* **Excerto a ler**
05 de Fevereiro de 2022 às 11:01
Na passada quinta-feira, o Governo cubano instou mais uma vez Washington a pôr fim ao embargo, uma medida que classifica como "ato de genocídio".
Num comunicado, o Ministério dos Negócios Estrangeiros defendeu tratar-se de um sistema que carece de "legitimidade e justificação moral" que é atualmente "o ato de guerra económica mais complexo, prolongado e desumano cometido contra qualquer nação".
"O Governo Revolucionário, em nome do povo de Cuba, reclama enfática e energicamente, mais uma vez, o fim do bloqueio económico, comercial e financeiro imposto pelos Estados Unidos", lê-se no documento.
Eis cinco coisas a saber sobre este sistema de sanções:
O objetivo: mudar o regime
A ordem executiva presidencial 3447, assinada a 3 de fevereiro de 1962 pelo Presidente norte-americano John Fitzgerald Kennedy, decretou um "embargo a todo o comércio com Cuba". Na véspera da sua entrada em vigor, no dia 07 de fevereiro, Kennedy encomendou 1.200 charutos cubanos para consumo pessoal -- um bem desde então interdito aos cidadãos norte-americanos.

* **Trabalho pedido**
Consegue prosseguir o excerto sobre o embargo norte-americano a Cuba a partir da última frase apresentada? O material apresentado a seguir nada tem a ver com o excerto.

* **Material fornecido**
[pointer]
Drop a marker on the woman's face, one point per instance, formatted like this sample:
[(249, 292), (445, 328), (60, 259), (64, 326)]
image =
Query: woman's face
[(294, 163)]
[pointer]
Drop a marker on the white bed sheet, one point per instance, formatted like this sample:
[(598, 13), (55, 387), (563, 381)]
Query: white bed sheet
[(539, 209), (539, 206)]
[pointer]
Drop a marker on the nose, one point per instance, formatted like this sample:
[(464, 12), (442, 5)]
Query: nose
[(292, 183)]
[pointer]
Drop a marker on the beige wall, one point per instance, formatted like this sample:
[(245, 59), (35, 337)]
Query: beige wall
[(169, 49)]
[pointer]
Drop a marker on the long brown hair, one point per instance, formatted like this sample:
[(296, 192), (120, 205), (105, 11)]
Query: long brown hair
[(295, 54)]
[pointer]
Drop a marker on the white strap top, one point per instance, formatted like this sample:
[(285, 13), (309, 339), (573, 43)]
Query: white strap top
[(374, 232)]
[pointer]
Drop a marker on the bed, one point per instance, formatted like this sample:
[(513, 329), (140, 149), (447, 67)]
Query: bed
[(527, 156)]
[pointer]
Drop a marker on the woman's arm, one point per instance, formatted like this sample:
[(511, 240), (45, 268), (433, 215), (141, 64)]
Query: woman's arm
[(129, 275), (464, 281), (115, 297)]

* **Resposta ao exercício**
Com o tempo, "o objetivo oficial [do embargo] evoluiu", nota John Kavulich, presidente do Conselho Económico Cubano-Norte-americano. "De um modo geral, o objetivo não-oficial era conseguir uma mudança de regime e, publicamente, obter uma mudança de atitude do regime".
Nos últimos anos, o Governo norte-americano justificou o seu embargo em torno de duas questões: os direitos humanos e o apoio de Havana ao Governo de Nicolás Maduro, na Venezuela. Mas nunca obteve concessões cubanas nesses pontos.
Um embargo reforçado ao longo dos anos...
"Não só a justificação evoluiu, mas também o tipo de ações" postas em prática, sublinhou Alina López Hernández, investigadora e editora do jornal 'online' La Joven Cuba.
"Enquanto [o embargo] foi bilateral, era mais fácil para Cuba", era, aliás, uma questão "pouco mencionada nas três primeiras décadas da revolução" do Governo cubano, então apoiado pelo grande irmão soviético.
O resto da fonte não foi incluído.